*Document text*:

Hadn't really connected those points and agree, spaceflight is one application where hydrogen should, ahem, really take off.

I haven't been able to decipher why Musk's aims and overall world view are currently not in line with pure hydrogen based propulsion, his rapid fire jargon appearing both unduly optimistic and pessimistic at the same time. Also, going into the stratosphere and beyond I'm surmising that it is in some ways easier to upset the chemistry and mechanics of the ever thinning atmospheric layers but I haven't considered nor seen it considered what scale and types of spaceflight might cause deleterious effects/run the risk of meeting some environmental tipping point at those heights. I know there have been studies regarding some of the more ambitious past supersonic passenger designs and the effects re: ozone at least weren't non-problematic. Perhaps I'll come back to this, time and resources permitting.

A little beside the point but here ("In-depth Q&A: Does the world need hydrogen to solve climate change, CarbonBrief.org, November 30th 2020, by Simon Evans and Josh Gabbatiss) is a brand new and quite comprehensive look into how hydrogen could be integrated into a global non-climate-upsetting energy infrastructure. As I understood it on my first reading, we're currently looking at (sustainably derived) hydrogen accounting for roughly 15% of the future ideal global energy cycles, with some considerable incertitudes remaining.

*Brief A*: According to the hydrogen comment, roughly what share of future ideal global energy cycles could sustainably derived hydrogen account for?
*Brief B*: Write what comes next in the hydrogen comment, starting after its final sentence.
The listing is separate material with no connection to the hydrogen comment.

*Given information*:
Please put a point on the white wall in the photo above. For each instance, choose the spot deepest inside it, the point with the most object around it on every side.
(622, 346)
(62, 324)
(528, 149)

*Response box A*: Roughly 15%.

*Response box B*:
 
"SpaceX has a reputation for pushing a lot of boundaries, but it is killing the spaceplane,"

Should make 'em use environment-friendly hydrogen like everyone else, huh.
 
SpaceX (AFAIK) plans to produce its CH4 fuel the clean way - solar-power / nuclear / sabatier.
Which also happens to be Zubrin key breakthrough from Mars Direct, vintage 1990 (30 years ago ? damn !)
Needed on Mars, needed on Earth. Just like solar city, Tesla electric car, powerpacks, F9R. Plus Starlink cash cow.
On paper at least, everything's Musk works hand-in-hand to achieve The Grand Design; Mars as "Plan B" for Earth.
(note that I'm not preaching the Gospel here).